--- BEGIN Dataset ---

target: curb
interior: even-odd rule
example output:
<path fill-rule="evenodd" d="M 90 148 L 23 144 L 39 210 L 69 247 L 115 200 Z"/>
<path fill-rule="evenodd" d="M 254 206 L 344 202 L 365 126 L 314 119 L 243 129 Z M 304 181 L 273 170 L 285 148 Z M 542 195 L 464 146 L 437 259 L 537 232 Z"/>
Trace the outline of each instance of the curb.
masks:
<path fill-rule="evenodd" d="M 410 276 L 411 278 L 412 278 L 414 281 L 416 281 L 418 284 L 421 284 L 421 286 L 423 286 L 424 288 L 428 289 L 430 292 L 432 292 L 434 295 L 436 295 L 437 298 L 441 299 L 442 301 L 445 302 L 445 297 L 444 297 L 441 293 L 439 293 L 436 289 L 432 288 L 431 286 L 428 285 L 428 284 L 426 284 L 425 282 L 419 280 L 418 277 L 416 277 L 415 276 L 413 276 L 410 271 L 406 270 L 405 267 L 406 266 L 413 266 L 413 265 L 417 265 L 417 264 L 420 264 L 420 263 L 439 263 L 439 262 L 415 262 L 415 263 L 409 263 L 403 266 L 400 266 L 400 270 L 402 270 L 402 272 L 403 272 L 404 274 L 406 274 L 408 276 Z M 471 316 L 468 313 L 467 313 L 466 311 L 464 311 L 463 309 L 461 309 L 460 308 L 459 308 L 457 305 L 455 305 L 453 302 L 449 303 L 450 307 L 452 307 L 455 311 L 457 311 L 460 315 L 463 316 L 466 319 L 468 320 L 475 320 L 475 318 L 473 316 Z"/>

--- END Dataset ---

◆ **What to do**
Reproduce every one of the entries above word for word.

◆ **Response below**
target: curb
interior: even-odd rule
example output:
<path fill-rule="evenodd" d="M 90 148 L 23 144 L 39 210 L 69 247 L 115 200 Z"/>
<path fill-rule="evenodd" d="M 254 206 L 344 202 L 365 126 L 314 119 L 243 129 Z M 304 181 L 273 170 L 285 148 Z M 542 195 L 464 146 L 437 259 L 537 232 Z"/>
Trace the outline of each instance of the curb.
masks:
<path fill-rule="evenodd" d="M 410 276 L 411 278 L 412 278 L 414 281 L 416 281 L 418 284 L 421 284 L 421 286 L 423 286 L 424 288 L 428 289 L 430 292 L 432 292 L 434 295 L 436 295 L 437 298 L 441 299 L 442 301 L 445 302 L 445 297 L 444 297 L 441 293 L 439 293 L 436 289 L 432 288 L 431 286 L 428 285 L 428 284 L 426 284 L 425 282 L 419 280 L 418 277 L 416 277 L 415 276 L 413 276 L 410 271 L 406 270 L 405 267 L 406 266 L 413 266 L 413 265 L 417 265 L 417 264 L 420 264 L 420 263 L 439 263 L 439 262 L 415 262 L 415 263 L 409 263 L 403 266 L 400 266 L 400 270 L 402 270 L 402 272 L 403 272 L 404 274 L 406 274 L 408 276 Z M 471 316 L 468 313 L 467 313 L 466 311 L 464 311 L 463 309 L 461 309 L 460 308 L 459 308 L 457 305 L 455 305 L 453 302 L 449 303 L 450 307 L 452 307 L 455 311 L 457 311 L 460 315 L 463 316 L 466 319 L 468 320 L 475 320 L 475 318 L 473 316 Z"/>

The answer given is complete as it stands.